-- BEGIN Source records --

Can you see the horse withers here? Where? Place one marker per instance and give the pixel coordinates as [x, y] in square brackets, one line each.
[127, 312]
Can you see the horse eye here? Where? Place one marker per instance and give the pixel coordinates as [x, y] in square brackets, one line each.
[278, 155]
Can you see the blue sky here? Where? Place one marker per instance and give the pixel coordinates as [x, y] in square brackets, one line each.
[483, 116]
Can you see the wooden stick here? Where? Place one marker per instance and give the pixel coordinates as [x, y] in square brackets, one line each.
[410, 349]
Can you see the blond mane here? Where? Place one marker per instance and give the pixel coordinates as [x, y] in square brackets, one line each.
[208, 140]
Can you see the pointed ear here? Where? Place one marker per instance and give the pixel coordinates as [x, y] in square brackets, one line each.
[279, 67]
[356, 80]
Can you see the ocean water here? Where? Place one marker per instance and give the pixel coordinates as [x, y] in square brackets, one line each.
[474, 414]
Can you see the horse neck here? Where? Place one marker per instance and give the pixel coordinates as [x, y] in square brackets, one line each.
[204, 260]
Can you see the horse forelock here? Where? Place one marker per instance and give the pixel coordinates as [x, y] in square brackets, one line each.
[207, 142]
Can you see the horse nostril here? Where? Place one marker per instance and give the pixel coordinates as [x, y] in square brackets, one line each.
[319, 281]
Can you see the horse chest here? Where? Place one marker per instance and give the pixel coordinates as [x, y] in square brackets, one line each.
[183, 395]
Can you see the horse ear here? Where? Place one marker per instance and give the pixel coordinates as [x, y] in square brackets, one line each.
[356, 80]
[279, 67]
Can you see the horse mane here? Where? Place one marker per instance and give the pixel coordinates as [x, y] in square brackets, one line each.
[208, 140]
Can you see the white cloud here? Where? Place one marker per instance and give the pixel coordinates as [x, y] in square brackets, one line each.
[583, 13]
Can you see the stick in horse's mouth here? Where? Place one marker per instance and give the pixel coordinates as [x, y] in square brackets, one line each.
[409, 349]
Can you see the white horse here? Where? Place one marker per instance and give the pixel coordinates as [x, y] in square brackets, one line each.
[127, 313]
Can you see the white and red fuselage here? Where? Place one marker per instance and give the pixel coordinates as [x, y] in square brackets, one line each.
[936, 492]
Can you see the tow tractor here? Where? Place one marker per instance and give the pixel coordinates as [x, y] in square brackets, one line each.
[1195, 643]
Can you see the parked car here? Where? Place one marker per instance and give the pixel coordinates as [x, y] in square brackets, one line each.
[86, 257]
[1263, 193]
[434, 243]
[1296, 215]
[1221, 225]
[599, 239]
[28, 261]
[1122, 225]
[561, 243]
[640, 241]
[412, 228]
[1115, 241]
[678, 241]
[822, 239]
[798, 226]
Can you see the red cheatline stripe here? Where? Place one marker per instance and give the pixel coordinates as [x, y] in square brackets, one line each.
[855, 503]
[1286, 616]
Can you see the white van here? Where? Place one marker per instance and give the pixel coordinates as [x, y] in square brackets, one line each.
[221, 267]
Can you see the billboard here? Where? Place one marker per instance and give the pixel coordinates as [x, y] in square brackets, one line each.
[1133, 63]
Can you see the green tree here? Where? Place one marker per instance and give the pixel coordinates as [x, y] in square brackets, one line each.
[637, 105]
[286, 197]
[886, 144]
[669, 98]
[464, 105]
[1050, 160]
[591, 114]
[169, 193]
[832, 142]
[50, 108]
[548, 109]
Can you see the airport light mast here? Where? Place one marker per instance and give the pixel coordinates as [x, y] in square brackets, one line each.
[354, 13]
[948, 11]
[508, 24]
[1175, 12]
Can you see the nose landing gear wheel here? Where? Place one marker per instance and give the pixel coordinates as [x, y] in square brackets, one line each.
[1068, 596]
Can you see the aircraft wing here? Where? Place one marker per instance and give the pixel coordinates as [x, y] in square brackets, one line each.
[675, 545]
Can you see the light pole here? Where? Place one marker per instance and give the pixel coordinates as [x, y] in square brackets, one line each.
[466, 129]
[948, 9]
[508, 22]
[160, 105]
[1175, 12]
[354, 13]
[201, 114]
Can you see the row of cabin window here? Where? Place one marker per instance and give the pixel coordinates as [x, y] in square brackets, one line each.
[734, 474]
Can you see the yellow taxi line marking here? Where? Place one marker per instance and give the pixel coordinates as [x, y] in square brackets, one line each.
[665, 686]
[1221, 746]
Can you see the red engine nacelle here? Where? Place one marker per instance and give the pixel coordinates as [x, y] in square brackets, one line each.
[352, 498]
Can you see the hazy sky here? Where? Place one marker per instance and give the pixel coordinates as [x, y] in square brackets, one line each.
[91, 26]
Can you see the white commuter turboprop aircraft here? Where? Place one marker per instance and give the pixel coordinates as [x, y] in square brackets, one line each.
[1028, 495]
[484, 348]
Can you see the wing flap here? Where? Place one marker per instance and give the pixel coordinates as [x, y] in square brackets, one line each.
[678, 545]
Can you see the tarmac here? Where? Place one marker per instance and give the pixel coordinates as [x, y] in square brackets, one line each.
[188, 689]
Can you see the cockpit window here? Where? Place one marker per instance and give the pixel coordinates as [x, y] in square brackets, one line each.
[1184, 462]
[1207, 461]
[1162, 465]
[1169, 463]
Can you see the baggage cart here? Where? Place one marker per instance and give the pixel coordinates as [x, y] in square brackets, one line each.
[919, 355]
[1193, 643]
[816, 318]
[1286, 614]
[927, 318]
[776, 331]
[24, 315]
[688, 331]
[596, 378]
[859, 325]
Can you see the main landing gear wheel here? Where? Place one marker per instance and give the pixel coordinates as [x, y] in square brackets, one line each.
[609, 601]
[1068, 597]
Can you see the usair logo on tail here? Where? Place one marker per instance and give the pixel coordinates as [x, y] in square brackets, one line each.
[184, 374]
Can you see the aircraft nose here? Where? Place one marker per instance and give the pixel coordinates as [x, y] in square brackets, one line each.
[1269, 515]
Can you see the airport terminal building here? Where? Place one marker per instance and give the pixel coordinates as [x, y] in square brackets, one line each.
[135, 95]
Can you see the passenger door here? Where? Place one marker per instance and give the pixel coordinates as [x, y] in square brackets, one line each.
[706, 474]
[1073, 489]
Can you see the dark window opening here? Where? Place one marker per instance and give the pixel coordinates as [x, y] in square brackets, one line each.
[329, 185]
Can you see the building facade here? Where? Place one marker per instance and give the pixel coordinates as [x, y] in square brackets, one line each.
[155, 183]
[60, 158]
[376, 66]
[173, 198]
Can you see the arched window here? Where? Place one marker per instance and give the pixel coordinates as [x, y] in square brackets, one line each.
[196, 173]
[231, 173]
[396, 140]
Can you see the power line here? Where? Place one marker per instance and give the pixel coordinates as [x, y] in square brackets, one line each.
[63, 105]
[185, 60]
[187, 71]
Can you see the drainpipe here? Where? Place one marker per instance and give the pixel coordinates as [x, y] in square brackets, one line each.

-- END Source records --

Problem:
The records above need to be transcribed in full. Keep every character unchanged.

Answer to the problem:
Can you see the horse withers here? Where? Place one marker per instance and give the pixel coordinates as [x, y] in square brackets, one line each.
[127, 312]
Can you see the horse eye here? Where? Place one marker per instance and give the pixel coordinates as [x, y] in square brackets, one line each.
[278, 155]
Can you see the blue sky here? Where? Place one marker per instance and give the pixel coordinates as [x, y] in square brackets, one line each.
[483, 116]
Can you see the wooden stick here? Where? Place one marker per instance and give the pixel coordinates as [x, y] in square brackets, one line each.
[410, 349]
Can you see the blond mane here? Where? Place one marker per instance and give the pixel coordinates as [x, y] in square brackets, one line each.
[208, 140]
Can you see the pointed ear here? Where? Place one marker per instance and give the pixel coordinates as [x, y] in square brackets, one line each.
[279, 67]
[356, 80]
Can you see the ocean water here? Where? Place one marker per instance and give the pixel coordinates as [x, y] in square brackets, one line each.
[474, 414]
Can you see the horse neck here? Where? Place one marker per instance and give the pixel coordinates as [x, y] in square brackets, one line each.
[204, 260]
Can you see the horse forelock here? Where? Place one marker per instance and give the pixel coordinates as [x, y] in square brackets, one line each.
[207, 142]
Can you see the horse nostril here? Where? Place one marker per instance and give the pixel coordinates as [x, y] in square brackets, one line each.
[319, 281]
Can you see the horse chest here? Where? Place one marker per instance and give the pixel coordinates as [x, y] in square brackets, one line each.
[183, 395]
Can you see the horse ear here? Where? Place one marker per instance and give the pixel coordinates as [x, y] in square brackets, one line each.
[356, 80]
[279, 67]
Can you see the horse mane here? Where? Place one marker per instance and give the pixel coordinates as [x, y] in square brackets, one line each.
[208, 140]
Can you see the white cloud here? Where? Place one marker per instance and give the pixel coordinates as [x, y] in square brackets, one line each.
[583, 13]
Can you see the stick in horse's mouth here? Where? Place one marker per instance and give the pixel coordinates as [x, y] in square brackets, one line each.
[409, 349]
Can you see the white horse here? Where? Place one marker per instance and give the pixel coordinates as [x, y] in square brackets, one line each.
[127, 313]
Can you see the white and red fuselage here? Where? Place one marker per instance and give the pixel coordinates as [x, y] in square brackets, one line each.
[936, 492]
Can you see the tow tractor here? Where? Place one marker per instance and give the pixel coordinates as [x, y] in square brackets, one line each.
[1195, 643]
Can you see the parked car here? Where? Place one marker per instance and give the pixel coordinates as [x, y] in square brackets, one line each.
[86, 257]
[1263, 193]
[434, 243]
[1296, 215]
[1221, 225]
[599, 239]
[28, 261]
[1122, 225]
[561, 243]
[640, 241]
[412, 228]
[1115, 241]
[678, 241]
[822, 239]
[798, 226]
Can you see the red cheatline stripe here? Where? Place one marker per instance and give the pixel coordinates as [x, y] in square brackets, one line each.
[855, 503]
[1286, 616]
Can you see the white van here? Where? Place one marker per instance and give the pixel coordinates as [x, y] in square brackets, one line each.
[221, 267]
Can you see the billboard here? Where? Place one marker per instance and give the pixel coordinates as [x, y] in square brackets, one line each.
[1133, 63]
Can you see the green tree here? Where? Place one marker per instance and give the pixel coordinates as [x, y] in square brackets, one line each.
[637, 105]
[286, 197]
[886, 144]
[669, 98]
[464, 105]
[1050, 160]
[591, 114]
[169, 193]
[832, 142]
[50, 108]
[548, 109]
Can you see the airport light mast here? Where? Place one marker per instance and give the pixel coordinates as [x, y] in square brackets, one line each.
[354, 13]
[948, 11]
[508, 24]
[1175, 12]
Can you see the nose landing gear wheel here? Where? Place one marker per instance and give the pixel coordinates as [x, y] in square brackets, one line each.
[1068, 596]
Can you see the aircraft wing here? Where? Place one marker per instance and give the pixel coordinates as [x, y] in square brackets, one line each.
[675, 545]
Can you see the light pole here? Where? Place one marker per instance and give the pixel coordinates as [x, y] in square brackets, one line each.
[466, 129]
[948, 9]
[508, 22]
[160, 105]
[1175, 12]
[354, 13]
[201, 114]
Can you see the row of cabin window here? Where? Place one marker per instance and give the pixel coordinates as [x, y] in square brackets, one line each.
[734, 474]
Can you see the yellow taxi line marking here? Where? Place one marker per instance and give the pixel coordinates as [x, y] in square brackets, one line each.
[665, 686]
[1221, 746]
Can you see the red engine nacelle here? Where? Place one marker per instance and give the pixel coordinates as [x, y] in square brackets, one line each.
[352, 498]
Can you see the hazy sky here? Where? Place one marker per instance and give the pixel coordinates as [x, y] in square brackets, one line each.
[91, 26]
Can you see the white commuter turboprop aircraft here? Where? Place one marker per instance and give the pixel coordinates as [x, y] in square brackets, one line each.
[1028, 495]
[484, 348]
Can you see the wing flap here? Where? Place one marker per instance and give the pixel coordinates as [x, y] in square brackets, one line each.
[678, 545]
Can you see the tarmac here? Where? Place one marker per instance and give the pixel coordinates as [x, y] in square brackets, one line each.
[188, 689]
Can you see the cockpit window here? Where? Place one marker per instance and give the pixel coordinates as [x, y] in square brackets, one line each.
[1184, 462]
[1207, 461]
[1162, 465]
[1169, 463]
Can you see the baggage cart here? Where? Place one marker per instance and give the pixel coordinates as [x, y] in square brackets, one line each.
[919, 355]
[1193, 643]
[816, 318]
[1286, 614]
[927, 318]
[776, 331]
[24, 315]
[688, 331]
[596, 378]
[859, 325]
Can you see the main landing gear wheel here? Where? Place one marker per instance and give the pixel coordinates as [x, y] in square brackets, one line each.
[609, 601]
[1068, 597]
Can you see the usair logo on tail here? Where? Place one marker per instance and give the pixel coordinates as [x, y] in square brackets, one line each.
[184, 374]
Can you see the aircraft nose here? Where? Place one marker per instance and give the pixel coordinates as [x, y] in square brackets, one line each.
[1269, 515]
Can you see the airport terminal building here? Where? Place one marker per instance and give the pixel coordinates as [x, y] in square brackets, one line each.
[135, 95]
Can you see the passenger door here? Where? Place one marker per instance and give the pixel coordinates as [x, y] in square brackets, one line each.
[706, 474]
[1073, 489]
Can you see the dark window opening here? Where? Place one marker per instance and give the pixel coordinates as [x, y] in square brackets, one line each.
[329, 185]
Can you see the building facade here? Where? Place one marker per instance and give the pixel coordinates as [x, y] in square brackets, one line each.
[155, 183]
[60, 158]
[376, 66]
[173, 198]
Can you see the arched window here? Where? Place one marker per instance and give the pixel coordinates as [x, y] in square brackets, one line each.
[196, 173]
[231, 173]
[396, 140]
Can you see the power line here? Where? Place one marker per instance and give the pixel coordinates as [x, y] in square brackets, one line each.
[63, 105]
[185, 60]
[187, 71]
Can you see the drainpipe here? Where? Place one marker per instance and give the pixel coordinates as [x, y] in square brackets, one line each.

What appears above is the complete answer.